■ TASK INSTRUCTIONS ■
All the entries that follow are to be returned exactly.
BEGIN AVAILABLE DATA
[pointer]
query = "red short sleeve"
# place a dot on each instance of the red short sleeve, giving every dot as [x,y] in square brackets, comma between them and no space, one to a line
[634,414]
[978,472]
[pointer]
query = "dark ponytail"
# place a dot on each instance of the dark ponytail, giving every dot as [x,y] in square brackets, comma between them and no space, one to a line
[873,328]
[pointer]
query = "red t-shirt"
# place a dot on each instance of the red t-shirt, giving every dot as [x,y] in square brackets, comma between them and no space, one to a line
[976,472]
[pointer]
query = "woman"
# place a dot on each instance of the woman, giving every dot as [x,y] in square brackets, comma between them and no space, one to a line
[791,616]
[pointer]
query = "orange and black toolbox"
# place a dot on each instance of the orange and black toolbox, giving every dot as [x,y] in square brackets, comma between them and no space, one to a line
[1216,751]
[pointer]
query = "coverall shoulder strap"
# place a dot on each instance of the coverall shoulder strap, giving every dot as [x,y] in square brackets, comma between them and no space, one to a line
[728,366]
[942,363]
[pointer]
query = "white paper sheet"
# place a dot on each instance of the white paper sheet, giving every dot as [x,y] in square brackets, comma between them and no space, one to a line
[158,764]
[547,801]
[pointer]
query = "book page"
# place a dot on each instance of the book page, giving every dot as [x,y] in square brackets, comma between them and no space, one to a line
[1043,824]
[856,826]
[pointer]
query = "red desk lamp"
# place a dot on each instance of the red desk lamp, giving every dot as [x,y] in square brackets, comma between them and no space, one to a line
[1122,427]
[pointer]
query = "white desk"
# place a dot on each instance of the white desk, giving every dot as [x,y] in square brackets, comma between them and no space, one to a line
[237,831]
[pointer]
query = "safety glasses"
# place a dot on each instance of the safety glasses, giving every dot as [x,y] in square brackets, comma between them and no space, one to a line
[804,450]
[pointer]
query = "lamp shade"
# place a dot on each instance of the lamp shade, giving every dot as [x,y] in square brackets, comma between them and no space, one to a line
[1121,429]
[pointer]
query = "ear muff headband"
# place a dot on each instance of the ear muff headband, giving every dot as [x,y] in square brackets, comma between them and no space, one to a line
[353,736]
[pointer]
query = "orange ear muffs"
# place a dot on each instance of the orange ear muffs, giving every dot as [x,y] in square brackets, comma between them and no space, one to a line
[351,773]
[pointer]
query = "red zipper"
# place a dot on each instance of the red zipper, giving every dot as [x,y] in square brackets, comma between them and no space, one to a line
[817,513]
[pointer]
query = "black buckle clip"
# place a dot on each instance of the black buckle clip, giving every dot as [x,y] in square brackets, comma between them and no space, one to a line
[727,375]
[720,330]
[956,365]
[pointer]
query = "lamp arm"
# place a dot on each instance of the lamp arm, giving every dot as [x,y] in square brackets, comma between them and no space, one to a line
END AVAILABLE DATA
■ EXERCISE RESULT ■
[pointer]
query = "red short sleeve"
# place a dot on each instance of the red short sleeve, giving every dot as [x,y] in square brackets, comma between them and no space, one to a line
[634,414]
[978,472]
[pointer]
query = "dark ponytail"
# place a dot on each instance of the dark ponytail, giving every dot as [x,y] in square brackets, comma between them and no space, one to a line
[873,328]
[pointer]
query = "red t-shirt"
# place a dot on each instance of the red t-shirt, giving every dot as [x,y] in square brackets, comma between them and no space, one to a line
[976,472]
[pointer]
query = "woman"
# place a dot on each instance of the woman, giving every dot as [x,y] in square brackets, comma between them and no space, one to a line
[791,616]
[pointer]
query = "orange and black toolbox"
# place a dot on each instance of the orange and black toolbox, giving every dot as [x,y] in square brackets, comma between them and no space, one to a line
[1216,751]
[pointer]
query = "coverall shoulder strap"
# place a dot on each instance of the coverall shoulder strap, giving every dot as [x,y] in square brackets, comma between them and no space, one to a line
[728,366]
[942,363]
[pointer]
query = "white paper sheet"
# place a dot on each instance of the white paper sheet, giving every dot as [x,y] in square brackets, comma between them and no space, one to a line
[158,764]
[547,801]
[pointer]
query = "book page"
# place a dot on each instance of the book page, giving every dot as [x,y] in square brackets, comma between them and no space, one to a line
[1043,824]
[856,826]
[pointer]
query = "red desk lamp"
# place a dot on each instance of the red desk lamp, giving every dot as [x,y] in square brackets, comma between them and no space, one to a line
[1122,427]
[pointer]
query = "white desk"
# place a dot on each instance of the white desk, giving every dot as [x,y] in square brackets, comma between them and no space, one to a line
[237,831]
[pointer]
query = "safety glasses"
# place a dot on each instance of the safety glasses, giving every dot as [x,y] in square brackets, comma between them and no space, one to a line
[804,450]
[pointer]
query = "lamp shade"
# place a dot on each instance of the lamp shade, giving every dot as [x,y] in square brackets, comma between them and no space, one to a line
[1121,429]
[pointer]
query = "ear muff headband"
# place a dot on each instance of the ear muff headband, giving every dot as [x,y] in square brackets, comma between them and no space, one to a line
[353,736]
[pointer]
query = "orange ear muffs"
# place a dot on each instance of the orange ear muffs, giving every dot as [x,y] in square brackets, comma between them and no space, one to a line
[351,773]
[pointer]
query = "red zipper"
# place a dot on each instance of the red zipper, giving every dot as [x,y] in square brackets, comma between them and no space, one to a line
[817,513]
[pointer]
query = "black buckle clip"
# place a dot on each instance of the black buckle clip, giving every dot as [x,y] in square brackets, comma between them and no space, one to a line
[727,375]
[720,330]
[956,365]
[pointer]
query = "lamp arm"
# place a dot on each instance of the lamp arm, giving every dot as [x,y] in square brackets, comma between them and no space, one to a line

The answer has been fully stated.